[START OF Listed records]

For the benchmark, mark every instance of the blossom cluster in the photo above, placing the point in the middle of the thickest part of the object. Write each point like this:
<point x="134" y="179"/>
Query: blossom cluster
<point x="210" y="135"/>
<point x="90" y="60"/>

[END OF Listed records]

The task
Rewrite the listing above with every "blossom cluster" changed to "flower cluster" and nothing else altered.

Exercise result
For the benchmark, mark every instance of the flower cluster in the photo above, placing the point in the middle of the thickest part of the object. Write each point like this:
<point x="134" y="179"/>
Query: flower cluster
<point x="210" y="135"/>
<point x="90" y="60"/>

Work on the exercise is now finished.